Required action
Where the data below has the string "vegetated", return the whole line.

Data provided

_ _ _ _ _

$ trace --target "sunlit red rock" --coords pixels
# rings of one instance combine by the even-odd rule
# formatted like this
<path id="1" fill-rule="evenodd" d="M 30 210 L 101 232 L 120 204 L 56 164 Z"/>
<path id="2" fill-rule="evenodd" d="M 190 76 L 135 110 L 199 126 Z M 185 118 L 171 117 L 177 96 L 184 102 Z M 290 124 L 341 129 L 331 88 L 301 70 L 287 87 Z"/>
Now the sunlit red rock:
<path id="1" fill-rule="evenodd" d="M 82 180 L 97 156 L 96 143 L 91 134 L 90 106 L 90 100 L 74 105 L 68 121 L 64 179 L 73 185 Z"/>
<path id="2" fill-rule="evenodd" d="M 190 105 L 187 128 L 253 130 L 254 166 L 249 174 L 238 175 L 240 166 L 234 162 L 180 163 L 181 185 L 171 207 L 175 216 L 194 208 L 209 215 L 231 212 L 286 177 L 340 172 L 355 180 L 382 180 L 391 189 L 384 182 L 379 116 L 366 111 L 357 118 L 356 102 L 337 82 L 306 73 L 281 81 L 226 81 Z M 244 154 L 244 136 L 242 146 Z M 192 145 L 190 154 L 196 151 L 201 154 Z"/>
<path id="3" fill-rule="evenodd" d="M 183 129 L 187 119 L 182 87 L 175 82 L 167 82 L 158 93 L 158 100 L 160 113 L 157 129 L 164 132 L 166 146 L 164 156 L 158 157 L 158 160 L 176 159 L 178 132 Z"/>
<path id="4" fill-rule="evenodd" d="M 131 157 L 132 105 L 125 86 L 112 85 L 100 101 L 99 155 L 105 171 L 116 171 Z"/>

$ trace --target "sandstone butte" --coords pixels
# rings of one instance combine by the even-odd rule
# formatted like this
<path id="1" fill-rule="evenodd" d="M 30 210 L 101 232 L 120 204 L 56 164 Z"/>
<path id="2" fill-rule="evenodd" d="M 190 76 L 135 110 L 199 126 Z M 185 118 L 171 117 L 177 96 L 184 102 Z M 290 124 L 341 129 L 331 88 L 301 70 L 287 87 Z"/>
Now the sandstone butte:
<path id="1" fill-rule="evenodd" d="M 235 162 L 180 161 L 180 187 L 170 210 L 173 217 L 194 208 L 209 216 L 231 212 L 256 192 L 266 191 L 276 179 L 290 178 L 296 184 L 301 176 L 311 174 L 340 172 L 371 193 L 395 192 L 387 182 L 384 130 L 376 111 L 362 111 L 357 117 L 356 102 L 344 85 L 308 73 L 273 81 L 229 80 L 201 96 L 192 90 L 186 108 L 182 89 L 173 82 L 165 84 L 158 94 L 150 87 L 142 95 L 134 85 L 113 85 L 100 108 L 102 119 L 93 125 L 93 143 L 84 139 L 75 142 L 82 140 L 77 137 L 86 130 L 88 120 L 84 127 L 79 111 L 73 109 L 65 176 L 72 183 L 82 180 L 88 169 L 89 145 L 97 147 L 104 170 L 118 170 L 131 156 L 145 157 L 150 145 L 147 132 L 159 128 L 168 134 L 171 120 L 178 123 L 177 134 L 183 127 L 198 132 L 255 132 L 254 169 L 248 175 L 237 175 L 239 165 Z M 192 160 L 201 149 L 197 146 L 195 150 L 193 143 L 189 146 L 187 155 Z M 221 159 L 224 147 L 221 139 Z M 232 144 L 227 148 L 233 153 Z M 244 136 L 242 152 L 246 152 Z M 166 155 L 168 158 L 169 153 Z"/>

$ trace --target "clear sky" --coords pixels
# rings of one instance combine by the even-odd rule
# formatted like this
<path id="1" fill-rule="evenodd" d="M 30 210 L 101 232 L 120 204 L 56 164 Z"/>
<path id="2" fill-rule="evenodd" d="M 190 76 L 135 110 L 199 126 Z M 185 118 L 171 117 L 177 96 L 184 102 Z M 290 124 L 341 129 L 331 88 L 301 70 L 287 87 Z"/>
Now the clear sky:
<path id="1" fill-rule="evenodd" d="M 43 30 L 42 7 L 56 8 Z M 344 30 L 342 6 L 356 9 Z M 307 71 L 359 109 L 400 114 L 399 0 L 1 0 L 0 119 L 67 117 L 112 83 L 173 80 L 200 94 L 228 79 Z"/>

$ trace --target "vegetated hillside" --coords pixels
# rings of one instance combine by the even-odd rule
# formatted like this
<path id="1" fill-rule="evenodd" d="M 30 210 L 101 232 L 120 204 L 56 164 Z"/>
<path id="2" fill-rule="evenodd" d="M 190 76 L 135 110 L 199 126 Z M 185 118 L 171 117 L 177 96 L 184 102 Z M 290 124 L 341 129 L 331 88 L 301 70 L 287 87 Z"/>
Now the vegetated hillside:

_ _ _ _ _

Written response
$ trace --target "vegetated hillside" --coords pixels
Now the vegetated hillside:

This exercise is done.